From the book review below, extract word for word the passage that opens with the words containing "The focus of" and closes with "our present problems.".

■ **Article**
********
The anti-hadith menace is not new. This type of people have existed in various periods of Islamic history. Some may consider them “dangerous”, but the truth is that Islam’s self-corrective nature through its vast scholastic tradition can ignore such ineffectual creatures. Their offshoots in our times may have done Muslims one big favour: renewed interest in the study of hadith and the Prophetic Sunnah (exemplary conduct). Mentioning the sayings of the Prophet is fine, but how many of us care to understand what hadith is all about? How many of us know, for example, the background of a particular hadith, how it came to be accepted as hadith and why? Often, the answer is that many of us take for granted the hadiths that we now have in various compilations, and therefore fail to appreciate the astronomical amount of work done to preserve the hadiths as we know them now. Knowing how hadith is narrated, transmitted, compiled and evaluated leads one to appreciate the works of scholars who were ahead of their time, meticulous and methodical in their approach.
The study of hadith, or the sciences of hadith (ulum al-hadith) as it is correctly referred to, is one of the disciplined branches of knowledge in Islam. A cursory glance at its divisions and subdivisions is enough to discourage an ordinary reader from specialising in this field, which is perhaps why this book’s first part begins with straight-forward introductions to the origin and development of hadith. This is perhaps the most important knowledge any student of Islam should know before he or she embarks on to the fruitless but entertaining task of arguing with people who are confused about the role and authority of the Prophet.
The book is divided into three parts. The first part, as mentioned above, deals with the history of hadiths. Muhammad Zubayr Siddiqi and Muhammad Ali provide excellent introductions, each with their own focus, on the sciences of hadith. Zubayr gives a topic-by-topic overview of the various branches of ulum al-hadith. An interesting one is the asma’ al-rijal, or the study of the lives of the narrators of hadiths. Here, scholars of hadith dig deep into the biographies of those who narrated the hadiths of the Prophet right from the beginning of the chain of transmitters. Every detail of their lives is verified and analysed. This helps scholars of hadiths to determine the narrators’ identity, veracity and reliability. Mustafa A`zami, whose extensively researched works include Studies in Early Hadith Literature, explains at length about the isnad, or the chain of transmitters, the most common chapter in the study of hadith and perhaps also the most misunderstood.
The focus of the book however lies in part two, on the place of hadith and Sunnah in Islam. Here, Fazlur Rahman, arguably among the 20th century’s cream of Muslim scholars, looks at Prophetic examples in the light of their relevance to our present problems.
Shah Shahidullah Faridi then provides extensive proofs from the Qur’an to show that hadith is an integral part of Islam in addition to the Qur’an. Here, he dismantles what he identifies as the fallacies of the anti-hadith arguments. If Faridi attempts to show the compatibility of the Qur’an with the hadith, S M Yusuf seeks to show their differences, while not denying the function of hadith as the factual embodiment of God’s revelation.
Having established the importance and authority of hadith, two chapters that follow by Fazlur Rahman and Muhammad Asad provide realistic arguments to warn of the problem of extremism and the ensuing dilemma Muslims face. While we reject the childish notion of hadith’s irrelevance, we must also be mindful of the damage done by those who quote hadith liberally without understanding the need to ‘live’ the Sunnah of the Prophet. Muslim women and ijtihad suffer the most as a result of such extremism.
********
■ **Data extract**

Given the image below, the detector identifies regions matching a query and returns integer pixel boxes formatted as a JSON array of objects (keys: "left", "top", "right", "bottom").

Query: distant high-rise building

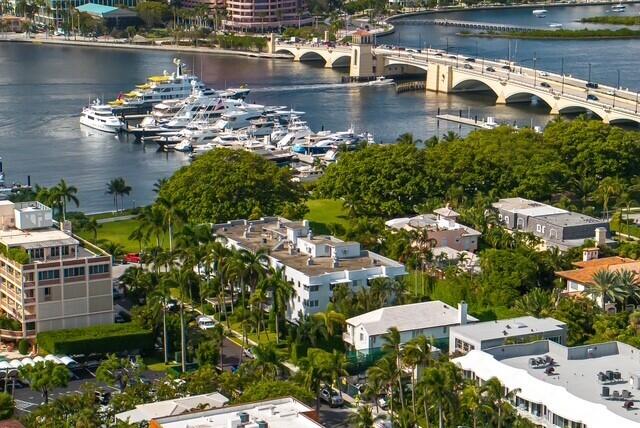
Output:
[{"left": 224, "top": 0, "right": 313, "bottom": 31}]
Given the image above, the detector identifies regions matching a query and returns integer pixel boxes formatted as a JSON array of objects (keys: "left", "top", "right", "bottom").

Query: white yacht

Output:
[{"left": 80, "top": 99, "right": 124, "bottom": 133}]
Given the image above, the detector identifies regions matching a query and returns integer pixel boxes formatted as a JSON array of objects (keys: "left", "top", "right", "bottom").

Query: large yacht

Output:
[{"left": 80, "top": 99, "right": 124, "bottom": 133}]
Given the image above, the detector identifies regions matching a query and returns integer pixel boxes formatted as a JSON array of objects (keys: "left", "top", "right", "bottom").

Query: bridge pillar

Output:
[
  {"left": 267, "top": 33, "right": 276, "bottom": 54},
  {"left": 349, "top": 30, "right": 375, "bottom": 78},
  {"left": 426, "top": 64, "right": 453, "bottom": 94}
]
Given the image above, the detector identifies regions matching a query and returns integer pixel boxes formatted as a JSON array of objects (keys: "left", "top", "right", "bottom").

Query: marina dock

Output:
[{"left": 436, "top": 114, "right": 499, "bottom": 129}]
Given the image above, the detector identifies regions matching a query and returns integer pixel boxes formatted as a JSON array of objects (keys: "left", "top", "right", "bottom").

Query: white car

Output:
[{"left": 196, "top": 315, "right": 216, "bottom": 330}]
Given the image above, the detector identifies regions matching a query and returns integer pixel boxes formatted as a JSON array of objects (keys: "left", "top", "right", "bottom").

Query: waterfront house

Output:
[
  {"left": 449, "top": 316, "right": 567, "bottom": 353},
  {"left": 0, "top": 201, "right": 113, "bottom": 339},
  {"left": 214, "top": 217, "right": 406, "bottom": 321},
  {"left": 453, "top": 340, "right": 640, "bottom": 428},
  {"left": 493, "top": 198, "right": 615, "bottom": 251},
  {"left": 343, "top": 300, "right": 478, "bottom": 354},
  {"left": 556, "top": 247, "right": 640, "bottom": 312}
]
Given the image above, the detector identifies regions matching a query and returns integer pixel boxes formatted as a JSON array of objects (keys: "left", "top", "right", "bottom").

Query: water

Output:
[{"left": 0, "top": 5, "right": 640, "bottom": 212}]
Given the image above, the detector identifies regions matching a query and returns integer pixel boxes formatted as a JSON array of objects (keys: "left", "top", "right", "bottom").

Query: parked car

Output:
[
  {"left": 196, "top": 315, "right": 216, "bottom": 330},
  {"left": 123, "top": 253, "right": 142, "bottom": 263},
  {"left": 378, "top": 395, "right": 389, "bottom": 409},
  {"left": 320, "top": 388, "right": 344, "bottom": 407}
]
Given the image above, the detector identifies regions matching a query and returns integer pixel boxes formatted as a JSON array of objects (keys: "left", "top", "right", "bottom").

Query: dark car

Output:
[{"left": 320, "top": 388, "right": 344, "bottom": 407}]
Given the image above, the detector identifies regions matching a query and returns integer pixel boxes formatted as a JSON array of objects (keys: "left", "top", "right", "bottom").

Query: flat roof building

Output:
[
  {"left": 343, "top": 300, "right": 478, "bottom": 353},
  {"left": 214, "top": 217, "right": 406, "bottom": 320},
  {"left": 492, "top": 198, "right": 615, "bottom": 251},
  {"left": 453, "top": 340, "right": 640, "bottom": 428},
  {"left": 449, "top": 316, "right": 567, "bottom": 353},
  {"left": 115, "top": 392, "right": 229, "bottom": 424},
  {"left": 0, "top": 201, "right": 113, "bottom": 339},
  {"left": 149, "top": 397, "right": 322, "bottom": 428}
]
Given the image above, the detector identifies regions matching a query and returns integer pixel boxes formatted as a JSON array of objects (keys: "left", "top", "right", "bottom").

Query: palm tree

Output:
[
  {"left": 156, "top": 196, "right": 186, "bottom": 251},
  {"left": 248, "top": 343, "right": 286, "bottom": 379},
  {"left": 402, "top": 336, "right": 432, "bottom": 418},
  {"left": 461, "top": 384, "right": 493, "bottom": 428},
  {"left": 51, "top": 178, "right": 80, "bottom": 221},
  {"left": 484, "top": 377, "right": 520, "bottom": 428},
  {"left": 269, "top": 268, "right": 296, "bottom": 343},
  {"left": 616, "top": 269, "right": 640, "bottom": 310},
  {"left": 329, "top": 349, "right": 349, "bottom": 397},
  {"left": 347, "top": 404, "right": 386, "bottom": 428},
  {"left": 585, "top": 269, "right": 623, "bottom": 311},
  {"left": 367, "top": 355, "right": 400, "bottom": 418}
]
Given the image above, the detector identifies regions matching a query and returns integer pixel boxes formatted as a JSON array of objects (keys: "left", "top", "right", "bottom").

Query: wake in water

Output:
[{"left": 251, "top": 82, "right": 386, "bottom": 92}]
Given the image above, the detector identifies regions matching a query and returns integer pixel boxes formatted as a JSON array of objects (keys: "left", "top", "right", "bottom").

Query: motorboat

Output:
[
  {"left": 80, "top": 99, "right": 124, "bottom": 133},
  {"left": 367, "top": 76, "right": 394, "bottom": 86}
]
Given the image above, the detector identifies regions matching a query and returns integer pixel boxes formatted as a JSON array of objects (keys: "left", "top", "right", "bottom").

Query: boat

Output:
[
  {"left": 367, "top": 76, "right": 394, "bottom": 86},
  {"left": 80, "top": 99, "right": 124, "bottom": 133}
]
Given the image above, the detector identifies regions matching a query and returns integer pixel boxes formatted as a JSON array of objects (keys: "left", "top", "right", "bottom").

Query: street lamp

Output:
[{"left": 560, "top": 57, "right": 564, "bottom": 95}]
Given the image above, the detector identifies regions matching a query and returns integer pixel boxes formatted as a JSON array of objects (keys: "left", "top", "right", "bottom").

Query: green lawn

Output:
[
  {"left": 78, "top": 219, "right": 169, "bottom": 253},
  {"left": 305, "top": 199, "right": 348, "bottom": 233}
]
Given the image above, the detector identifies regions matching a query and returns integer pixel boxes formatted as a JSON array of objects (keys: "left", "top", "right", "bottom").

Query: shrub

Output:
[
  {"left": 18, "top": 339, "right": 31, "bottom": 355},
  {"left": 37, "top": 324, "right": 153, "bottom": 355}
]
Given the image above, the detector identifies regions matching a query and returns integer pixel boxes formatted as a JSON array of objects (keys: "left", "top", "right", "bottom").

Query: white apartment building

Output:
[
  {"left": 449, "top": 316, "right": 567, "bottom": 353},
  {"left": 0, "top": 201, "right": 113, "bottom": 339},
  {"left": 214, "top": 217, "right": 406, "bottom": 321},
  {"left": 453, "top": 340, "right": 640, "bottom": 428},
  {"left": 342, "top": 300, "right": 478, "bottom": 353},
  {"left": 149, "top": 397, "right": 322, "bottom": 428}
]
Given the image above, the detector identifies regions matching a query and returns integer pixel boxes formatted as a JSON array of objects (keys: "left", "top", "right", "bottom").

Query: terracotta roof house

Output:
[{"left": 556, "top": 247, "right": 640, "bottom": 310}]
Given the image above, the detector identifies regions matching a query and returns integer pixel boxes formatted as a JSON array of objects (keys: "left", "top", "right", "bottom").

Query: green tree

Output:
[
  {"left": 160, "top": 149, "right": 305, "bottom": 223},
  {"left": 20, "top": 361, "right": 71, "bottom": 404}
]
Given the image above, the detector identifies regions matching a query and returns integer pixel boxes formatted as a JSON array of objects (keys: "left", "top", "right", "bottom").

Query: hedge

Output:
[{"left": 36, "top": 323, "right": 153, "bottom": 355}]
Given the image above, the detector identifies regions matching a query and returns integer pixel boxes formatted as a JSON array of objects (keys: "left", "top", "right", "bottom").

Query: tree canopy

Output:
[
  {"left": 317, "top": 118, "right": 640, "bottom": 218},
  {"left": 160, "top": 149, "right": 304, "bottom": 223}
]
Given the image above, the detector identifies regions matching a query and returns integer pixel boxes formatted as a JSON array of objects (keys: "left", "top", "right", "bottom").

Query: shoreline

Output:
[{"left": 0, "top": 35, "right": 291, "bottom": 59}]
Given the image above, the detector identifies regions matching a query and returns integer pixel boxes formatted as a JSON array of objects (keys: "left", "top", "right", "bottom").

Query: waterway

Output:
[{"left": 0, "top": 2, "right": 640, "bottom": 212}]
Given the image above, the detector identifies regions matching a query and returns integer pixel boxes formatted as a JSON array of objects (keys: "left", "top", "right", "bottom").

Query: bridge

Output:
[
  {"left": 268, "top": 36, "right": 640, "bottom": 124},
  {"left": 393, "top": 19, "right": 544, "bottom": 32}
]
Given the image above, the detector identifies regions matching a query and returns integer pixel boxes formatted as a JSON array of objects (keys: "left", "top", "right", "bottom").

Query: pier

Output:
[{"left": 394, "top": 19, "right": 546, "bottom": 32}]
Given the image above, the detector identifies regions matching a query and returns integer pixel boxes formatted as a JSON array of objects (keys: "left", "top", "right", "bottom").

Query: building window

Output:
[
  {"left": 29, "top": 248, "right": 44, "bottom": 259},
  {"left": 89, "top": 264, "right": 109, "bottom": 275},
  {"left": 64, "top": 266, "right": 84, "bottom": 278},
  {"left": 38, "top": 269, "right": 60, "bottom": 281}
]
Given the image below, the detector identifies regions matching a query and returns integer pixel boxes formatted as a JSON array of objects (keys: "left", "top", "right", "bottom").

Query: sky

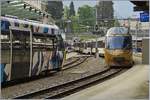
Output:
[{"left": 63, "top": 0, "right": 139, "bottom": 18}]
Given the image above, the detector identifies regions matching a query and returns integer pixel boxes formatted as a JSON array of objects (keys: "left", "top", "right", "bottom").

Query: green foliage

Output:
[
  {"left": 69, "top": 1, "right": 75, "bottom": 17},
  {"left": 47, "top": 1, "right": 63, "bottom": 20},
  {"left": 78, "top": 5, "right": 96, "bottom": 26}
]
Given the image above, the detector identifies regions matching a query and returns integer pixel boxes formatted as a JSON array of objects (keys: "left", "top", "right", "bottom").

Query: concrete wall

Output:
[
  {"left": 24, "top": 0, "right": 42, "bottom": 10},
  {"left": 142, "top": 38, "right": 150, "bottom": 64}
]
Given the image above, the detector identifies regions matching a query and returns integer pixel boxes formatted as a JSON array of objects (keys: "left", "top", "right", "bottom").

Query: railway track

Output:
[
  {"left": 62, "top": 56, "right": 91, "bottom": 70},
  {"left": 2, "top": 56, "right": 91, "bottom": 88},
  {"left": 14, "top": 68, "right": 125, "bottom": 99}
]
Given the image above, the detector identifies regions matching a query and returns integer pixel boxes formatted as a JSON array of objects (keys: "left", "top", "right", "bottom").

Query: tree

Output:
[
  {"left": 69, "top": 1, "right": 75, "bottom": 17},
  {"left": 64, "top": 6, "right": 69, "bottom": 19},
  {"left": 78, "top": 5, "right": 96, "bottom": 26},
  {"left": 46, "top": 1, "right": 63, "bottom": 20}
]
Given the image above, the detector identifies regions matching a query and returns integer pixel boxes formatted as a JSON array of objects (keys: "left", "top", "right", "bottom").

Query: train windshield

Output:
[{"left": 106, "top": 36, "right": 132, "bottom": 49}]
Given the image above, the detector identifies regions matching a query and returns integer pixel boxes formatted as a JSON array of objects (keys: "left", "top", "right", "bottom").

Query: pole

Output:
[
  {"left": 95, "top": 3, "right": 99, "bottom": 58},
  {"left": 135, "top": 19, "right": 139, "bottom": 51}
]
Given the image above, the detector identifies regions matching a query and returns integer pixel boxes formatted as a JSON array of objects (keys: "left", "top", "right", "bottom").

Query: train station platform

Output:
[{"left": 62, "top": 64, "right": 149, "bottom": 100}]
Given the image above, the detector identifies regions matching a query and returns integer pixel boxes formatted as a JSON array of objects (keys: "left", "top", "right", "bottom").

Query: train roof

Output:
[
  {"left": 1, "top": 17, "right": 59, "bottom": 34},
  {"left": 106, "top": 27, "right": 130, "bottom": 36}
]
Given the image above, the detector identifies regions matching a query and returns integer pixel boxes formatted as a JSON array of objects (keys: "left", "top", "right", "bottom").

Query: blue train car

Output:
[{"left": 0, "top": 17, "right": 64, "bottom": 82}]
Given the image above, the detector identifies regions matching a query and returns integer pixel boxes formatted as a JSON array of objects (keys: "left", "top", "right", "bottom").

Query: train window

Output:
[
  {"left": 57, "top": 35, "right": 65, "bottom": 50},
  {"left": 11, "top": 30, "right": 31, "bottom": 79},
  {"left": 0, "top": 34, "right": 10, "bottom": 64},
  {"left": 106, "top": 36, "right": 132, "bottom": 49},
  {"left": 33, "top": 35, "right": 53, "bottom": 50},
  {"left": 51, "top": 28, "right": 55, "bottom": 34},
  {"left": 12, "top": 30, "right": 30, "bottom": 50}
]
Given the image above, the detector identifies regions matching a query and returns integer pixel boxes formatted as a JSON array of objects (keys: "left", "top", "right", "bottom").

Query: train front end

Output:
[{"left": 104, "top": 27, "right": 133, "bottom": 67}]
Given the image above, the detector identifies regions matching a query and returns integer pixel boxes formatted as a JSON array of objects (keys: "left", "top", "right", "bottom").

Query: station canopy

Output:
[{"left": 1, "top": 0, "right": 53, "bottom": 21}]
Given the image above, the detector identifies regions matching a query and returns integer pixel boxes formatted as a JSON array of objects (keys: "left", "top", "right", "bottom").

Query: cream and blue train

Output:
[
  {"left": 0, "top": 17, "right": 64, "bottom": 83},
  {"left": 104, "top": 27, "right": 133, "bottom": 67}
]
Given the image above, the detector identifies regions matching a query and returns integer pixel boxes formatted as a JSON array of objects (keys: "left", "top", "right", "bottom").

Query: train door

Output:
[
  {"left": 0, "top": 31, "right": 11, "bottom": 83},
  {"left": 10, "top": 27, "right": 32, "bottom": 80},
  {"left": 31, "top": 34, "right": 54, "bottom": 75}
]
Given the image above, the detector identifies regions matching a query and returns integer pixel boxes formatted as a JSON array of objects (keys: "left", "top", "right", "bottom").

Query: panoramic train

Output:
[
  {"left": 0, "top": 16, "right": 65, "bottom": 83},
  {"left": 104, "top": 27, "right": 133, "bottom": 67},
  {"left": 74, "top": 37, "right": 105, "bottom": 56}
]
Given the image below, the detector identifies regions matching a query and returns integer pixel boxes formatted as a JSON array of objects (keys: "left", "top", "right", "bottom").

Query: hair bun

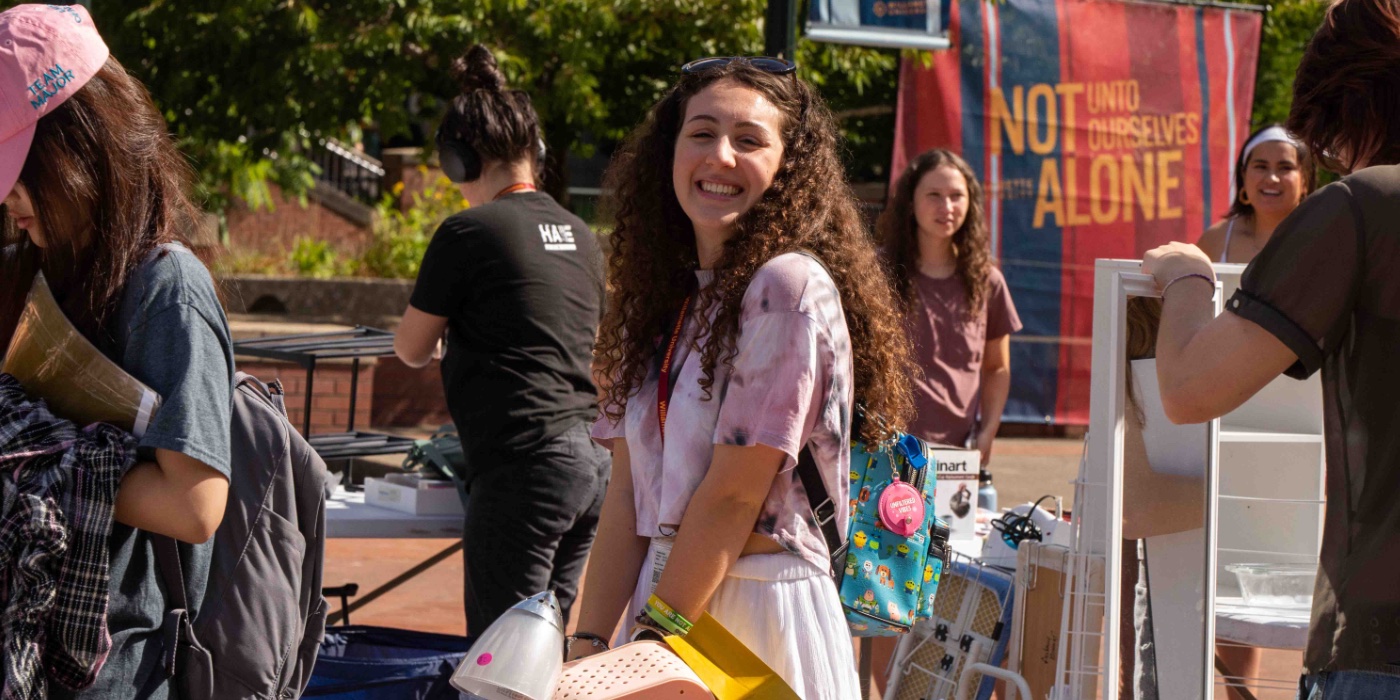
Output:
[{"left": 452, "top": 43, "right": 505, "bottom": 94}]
********
■ **Solved exercise**
The focus of the book however lies in part two, on the place of hadith and Sunnah in Islam. Here, Fazlur Rahman, arguably among the 20th century’s cream of Muslim scholars, looks at Prophetic examples in the light of their relevance to our present problems.